TEXT SECTION:

# Delayed low tire pressure warning on Cruze Diesel



## Jim Frye (Mar 16, 2011)

What is the tire pressure when the warning is issued? How many psi below the normal?


----------



## obermd (Mar 3, 2012)

The TPMS on the ECO MT is set to alert the driver at 30 PSI. When I had a tire like this I got into the habit of checking my TPMS daily and inflating the tire as needed.


----------



## jalaner (Dec 28, 2013)

28 to 31 lbs


----------



## jalaner (Dec 28, 2013)

The warning has displayed 4 times, all on long trips. Maybe just coincidence that it never breaches the 30 psi threshold in town. Normal pressure is 38 psi. It is just irritating and hopefully the dealer can find the leak, not a nail or anything obvious. I know I can check it manually but that sort of defeats the purpose of the automatic alert. My Pontiac Vibe alerts at 10% (3-4 psi) low so you can drive the car without overheating the tire. Assuming the CTD alerts at 8 PSI low (over 20%). That seems excessively low as a first notice of the problem. I drive 80 ish, seems like this will ruin the tire. Maybe it can be reprogrammed for a 10% low alert threshold.

DATA EXCERPT:

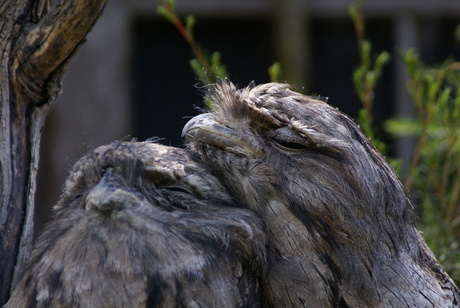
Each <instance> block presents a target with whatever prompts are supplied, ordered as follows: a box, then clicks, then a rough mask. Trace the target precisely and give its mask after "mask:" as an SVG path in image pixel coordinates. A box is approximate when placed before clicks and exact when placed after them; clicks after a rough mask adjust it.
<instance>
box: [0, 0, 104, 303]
mask: <svg viewBox="0 0 460 308" xmlns="http://www.w3.org/2000/svg"><path fill="white" fill-rule="evenodd" d="M106 2H107V0H91V1H90V0H72V1H69V0H68V1H64V0H61V1H55V2H54V4H53V5H52V6H51V5H50V3H51V1H49V0H45V1H43V0H1V1H0V125H1V128H0V190H1V191H0V235H1V236H0V305H2V304H4V303H5V302H6V301H7V299H8V297H9V292H10V289H11V286H12V284H13V283H14V279H15V277H17V275H18V274H19V273H20V272H21V270H22V269H23V266H24V264H25V262H26V261H27V260H28V258H29V256H30V251H31V244H32V230H33V212H34V195H35V188H36V173H37V168H38V159H39V144H40V136H41V132H42V128H43V124H44V120H45V117H46V114H47V112H48V110H49V109H50V108H51V107H52V105H53V102H54V101H55V98H56V97H57V95H58V94H59V91H60V88H61V84H60V80H61V77H62V74H63V72H64V70H65V67H66V64H67V63H68V61H69V59H70V58H71V56H72V55H73V54H74V53H75V51H76V50H77V48H78V46H80V45H81V44H82V43H83V42H84V39H85V36H86V34H87V33H88V32H89V31H90V30H91V28H92V26H93V24H94V23H95V22H96V20H97V18H98V17H99V15H100V14H101V12H102V10H103V8H104V5H105V4H106Z"/></svg>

WHAT YOU NEED TO DO:
a - Repeat everything in the tire pressure thread from "# Delayed low" down to "below the normal?".
b - List every username that posts in the tire pressure thread.
c - Pick up the tire pressure thread after its last sentence and keep it going.
The lines come from a different source than the tire pressure thread.

TASK-BY-TASK ANSWERS:
a -
# Delayed low tire pressure warning on Cruze Diesel



## Jim Frye (Mar 16, 2011)

What is the tire pressure when the warning is issued? How many psi below the normal?

b - Jim Frye, obermd, jalaner

c -
----------



## obermd (Mar 3, 2012)

On the ECO AT & MT the 30 PSI warning is 5 lbs low. Sounds to me like Chevy didn't reprogram the low pressure alert.


----------



## Merc6 (Jun 8, 2013)

obermd said:


> On the ECO AT & MT the 30 PSI warning is 5 lbs low. Sounds to me like Chevy didn't reprogram the low pressure alert.


I remember the 2000-05 impalas were also like that. You literally had to be visibly low to get a notice. At least the spare isn't counted in the tpms process like a few other cars. People spend months chasing down a low tire till they find out it's the spare in the trunk.


----------



## jalaner (Dec 28, 2013)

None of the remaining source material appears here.